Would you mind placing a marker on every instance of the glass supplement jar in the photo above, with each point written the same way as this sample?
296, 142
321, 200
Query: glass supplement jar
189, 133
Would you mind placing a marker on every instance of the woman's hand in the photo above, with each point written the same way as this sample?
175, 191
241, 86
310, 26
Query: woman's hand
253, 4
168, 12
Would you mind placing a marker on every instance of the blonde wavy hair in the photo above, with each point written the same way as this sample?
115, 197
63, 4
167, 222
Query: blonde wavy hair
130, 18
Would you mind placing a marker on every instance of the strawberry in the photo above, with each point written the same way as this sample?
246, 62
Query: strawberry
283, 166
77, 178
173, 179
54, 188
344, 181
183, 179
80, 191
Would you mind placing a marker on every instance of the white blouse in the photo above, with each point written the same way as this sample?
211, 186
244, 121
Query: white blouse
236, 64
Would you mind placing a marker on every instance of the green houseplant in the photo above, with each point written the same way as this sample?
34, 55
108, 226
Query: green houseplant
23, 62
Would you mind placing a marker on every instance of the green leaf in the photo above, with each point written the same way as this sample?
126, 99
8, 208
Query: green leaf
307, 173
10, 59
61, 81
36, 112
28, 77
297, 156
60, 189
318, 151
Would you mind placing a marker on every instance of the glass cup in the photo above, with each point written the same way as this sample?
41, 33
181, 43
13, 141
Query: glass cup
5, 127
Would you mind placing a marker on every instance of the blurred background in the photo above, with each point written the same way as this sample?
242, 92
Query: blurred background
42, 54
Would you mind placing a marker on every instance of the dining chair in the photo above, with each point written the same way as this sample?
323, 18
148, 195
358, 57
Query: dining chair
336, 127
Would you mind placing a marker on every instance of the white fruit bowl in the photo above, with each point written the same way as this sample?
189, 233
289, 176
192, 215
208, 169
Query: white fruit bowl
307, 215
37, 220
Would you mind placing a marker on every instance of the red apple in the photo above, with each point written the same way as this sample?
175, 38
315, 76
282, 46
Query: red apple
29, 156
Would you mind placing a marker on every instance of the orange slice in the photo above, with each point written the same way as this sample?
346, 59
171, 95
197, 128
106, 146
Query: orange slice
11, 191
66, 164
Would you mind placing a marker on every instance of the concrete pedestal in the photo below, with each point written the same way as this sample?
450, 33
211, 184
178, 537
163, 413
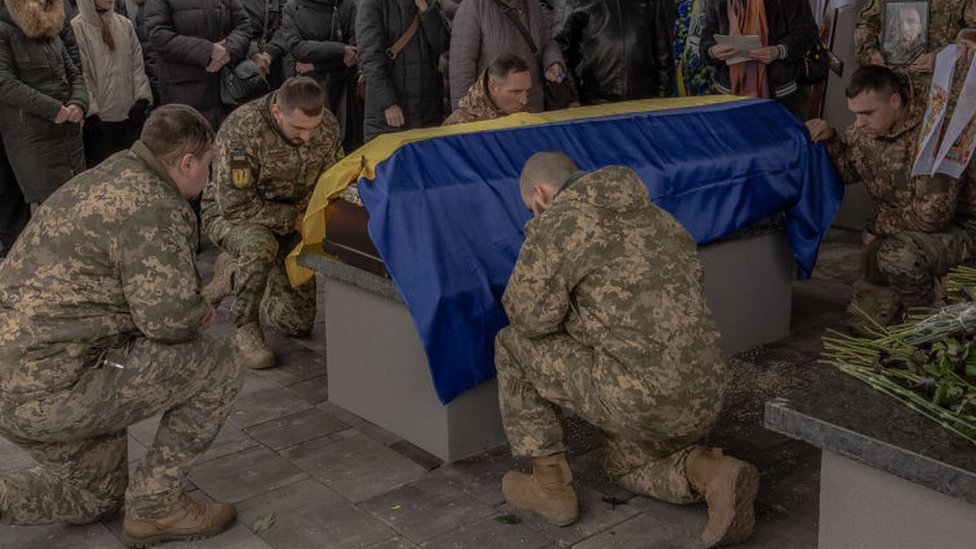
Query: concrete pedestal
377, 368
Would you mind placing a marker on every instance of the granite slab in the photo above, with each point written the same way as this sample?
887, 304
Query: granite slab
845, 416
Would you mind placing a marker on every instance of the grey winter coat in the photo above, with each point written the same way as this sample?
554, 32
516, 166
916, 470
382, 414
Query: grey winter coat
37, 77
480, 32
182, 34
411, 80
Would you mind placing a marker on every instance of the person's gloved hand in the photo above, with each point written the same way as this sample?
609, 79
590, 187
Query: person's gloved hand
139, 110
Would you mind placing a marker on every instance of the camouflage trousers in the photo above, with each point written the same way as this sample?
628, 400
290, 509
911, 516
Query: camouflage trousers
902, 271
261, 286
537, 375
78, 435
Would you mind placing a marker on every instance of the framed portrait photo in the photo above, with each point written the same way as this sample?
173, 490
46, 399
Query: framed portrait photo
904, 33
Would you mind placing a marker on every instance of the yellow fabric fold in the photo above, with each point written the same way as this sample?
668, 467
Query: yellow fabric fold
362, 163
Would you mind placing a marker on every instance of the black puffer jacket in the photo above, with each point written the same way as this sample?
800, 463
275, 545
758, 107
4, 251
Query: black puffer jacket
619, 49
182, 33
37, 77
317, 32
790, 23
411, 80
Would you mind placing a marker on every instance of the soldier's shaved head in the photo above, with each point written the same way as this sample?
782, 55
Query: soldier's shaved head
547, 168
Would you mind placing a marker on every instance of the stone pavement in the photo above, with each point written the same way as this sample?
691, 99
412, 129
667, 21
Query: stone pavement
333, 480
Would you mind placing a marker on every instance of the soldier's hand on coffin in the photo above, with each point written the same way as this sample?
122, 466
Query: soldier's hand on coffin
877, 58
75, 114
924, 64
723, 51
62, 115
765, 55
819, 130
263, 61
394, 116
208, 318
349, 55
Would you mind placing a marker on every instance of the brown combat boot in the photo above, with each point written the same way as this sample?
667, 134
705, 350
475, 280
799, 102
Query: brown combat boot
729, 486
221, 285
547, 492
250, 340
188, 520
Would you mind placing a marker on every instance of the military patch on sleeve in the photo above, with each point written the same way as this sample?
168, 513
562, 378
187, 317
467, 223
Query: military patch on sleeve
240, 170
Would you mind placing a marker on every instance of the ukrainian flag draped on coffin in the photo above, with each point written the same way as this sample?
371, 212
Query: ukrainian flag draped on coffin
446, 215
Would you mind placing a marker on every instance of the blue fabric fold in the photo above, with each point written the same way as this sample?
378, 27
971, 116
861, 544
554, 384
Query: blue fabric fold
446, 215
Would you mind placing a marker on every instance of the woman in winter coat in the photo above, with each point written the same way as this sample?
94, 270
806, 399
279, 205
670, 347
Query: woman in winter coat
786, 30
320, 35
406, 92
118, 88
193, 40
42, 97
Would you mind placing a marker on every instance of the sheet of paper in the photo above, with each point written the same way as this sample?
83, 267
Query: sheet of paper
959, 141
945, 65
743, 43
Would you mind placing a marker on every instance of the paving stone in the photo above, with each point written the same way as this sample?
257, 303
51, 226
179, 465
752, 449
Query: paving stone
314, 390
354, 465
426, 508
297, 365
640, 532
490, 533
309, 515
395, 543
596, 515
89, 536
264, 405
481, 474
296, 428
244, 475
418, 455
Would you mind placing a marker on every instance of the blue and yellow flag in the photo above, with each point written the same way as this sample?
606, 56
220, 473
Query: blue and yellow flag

++++++++++

_Exercise_
Update all of the entries above by replacing "placing a marker on" with "marking" and leaving everything else unchanged. Do not include the pictures in your answer.

_Finished answer_
Would you mind marking every instance of the glass supplement jar in the photo above, with each point written the same way as this sample?
296, 142
321, 200
Query: glass supplement jar
189, 133
Would you mind marking every instance of the woman's hand in the photo above, with each point written the same way as this sample?
175, 191
241, 86
310, 26
Query: woman's hand
253, 4
168, 12
Would you mind marking every instance of the blonde wavy hair in the photo above, with each point written the same way as this sample?
115, 197
63, 4
167, 222
Query: blonde wavy hair
130, 18
Would you mind marking every instance of the strawberry in the photo above, with each point written the same way as this sample?
246, 62
Query: strawberry
283, 166
77, 178
173, 179
54, 188
344, 181
183, 179
80, 191
Would you mind marking every instance of the white blouse in the photo above, with each point written the same way as this sample?
211, 186
244, 121
Query: white blouse
236, 64
Would you mind marking every instance of the green houseplant in the photo above, with each point written the same way as this sample?
34, 55
108, 226
Query: green houseplant
23, 62
Would you mind marking every instance of the green leaf in the photo above, with each point written the same way as this sample?
126, 99
8, 208
Query: green leaf
307, 173
10, 59
61, 81
36, 112
28, 77
297, 156
60, 189
318, 151
Would you mind marking every instance of the glass cup in the photo above, with each point written the same way as this sample?
41, 33
181, 43
13, 141
Query: glass cup
5, 127
Would you mind marking every instance of the blurred background in the photo above, with each point written the same way as this sample?
242, 92
Query: blurred background
42, 54
Would you mind marking every instance of the dining chair in the photo above, with each point written the same way as this sample?
323, 18
148, 195
358, 57
Query: dining chair
336, 127
Would you mind marking every instance of the white fruit bowl in the photo above, with each point written the same way as this sample?
189, 233
289, 176
192, 215
208, 169
Query: white fruit bowl
307, 215
37, 220
Would you mind marking every instance of the red apple in the photo above, with each point written the same way as this sample?
175, 38
315, 76
282, 46
Query: red apple
29, 156
Would you mind marking every instance of the orange slice in the photo above, with each point written the same way as this sample?
346, 59
171, 95
197, 128
106, 146
Query: orange slice
11, 191
66, 164
Would you mind marking every instance of the concrete pedestal in the photo below, with each point written the same way as this sample?
450, 33
211, 184
178, 537
163, 413
Query: concrete pedestal
377, 368
Would you mind marking every instance of the granite slab in the photo above, with each point written the same way as this sample?
887, 304
Query: granite slab
845, 416
Would you mind marking every instance of the grey winter coat in the photo above, with each point written the same way as this sample?
554, 32
516, 166
916, 470
382, 414
Query: grey winter coat
37, 77
480, 32
182, 34
411, 80
Would you mind marking every instance of the person's gloved hand in the photo above, with each point written the same way as this sample?
609, 79
590, 187
Query: person's gloved hand
139, 110
Would you mind marking every instance of the camouflage trousers in the photo above, with each point written the same way as this sample?
628, 400
290, 509
911, 516
Query: camouflage trousers
902, 271
261, 286
537, 375
78, 435
Would you mind marking every instance of the framed portrait photo in the photo above, with each point written the same way as this sample?
173, 490
46, 399
Query: framed portrait photo
904, 33
Would you mind marking every instance of the yellow fabric fold in the photo above, with each point written the same way as this sample?
668, 467
Query: yellow fabric fold
362, 163
Would you mind marking every instance of the black puffer jacket in the photo above, with each point written the same way as this sample?
800, 463
275, 545
758, 107
4, 251
Query: black puffer jacket
619, 49
182, 33
37, 77
317, 32
790, 23
411, 80
Would you mind marking every instance of the soldier's shaved head in the photo above, with each point written the same way as this sample?
782, 55
Query: soldier's shaved head
547, 168
Would you mind marking every instance of the stone pavement in the photo above, with each point written the same way as this sample?
691, 99
412, 129
667, 21
Query: stone pavement
333, 480
Would you mind marking every instance of the soldier's hand on coffin in the photo above, with each point written the same way as this sample?
122, 466
Query: soldier's hand on coffin
877, 58
75, 114
924, 64
723, 51
62, 115
765, 55
819, 130
263, 61
394, 116
208, 318
349, 55
Would you mind marking every instance of the brown combat boot in the photo above, with each point written the same way as this sample?
667, 134
705, 350
475, 280
799, 102
Query: brown combat boot
729, 486
221, 285
547, 492
250, 340
188, 520
Would you mind marking every instance of the military patch on sleeve in the photo above, with each point written the same way as this sample?
168, 513
562, 378
187, 317
467, 223
Query: military patch on sleeve
240, 170
Would you mind marking every instance of the ukrainian flag draped on coffin in the photo above, with each point written the same way as this sample?
371, 212
Query: ukrainian flag draped on coffin
446, 215
Would you mind marking every instance of the blue fabric fold in the photo above, with each point written the same way as this sample?
378, 27
971, 116
861, 544
554, 384
Query: blue fabric fold
446, 215
Would you mind marking every instance of the woman in winter coat in the photo above, with each point written the same way as this sample?
94, 270
806, 399
279, 205
670, 347
Query: woman in winter coat
786, 30
320, 35
406, 92
118, 88
193, 40
42, 97
Would you mind marking every instance of the sheet of paper in the photo above, with each point written the same way as this sample?
83, 267
Query: sheet of paper
959, 141
945, 65
743, 43
Would you mind marking every instance of the paving stone in the photo above, with each point written the same way as this sample?
257, 303
51, 226
179, 465
752, 449
Query: paving stone
314, 390
354, 465
426, 508
297, 365
640, 532
490, 533
309, 515
395, 543
596, 515
89, 536
264, 405
481, 474
296, 428
244, 475
418, 455
Would you mind marking every instance of the blue and yellow flag in the photo above, with each point written the same way as this sample?
606, 56
220, 473
Query: blue and yellow flag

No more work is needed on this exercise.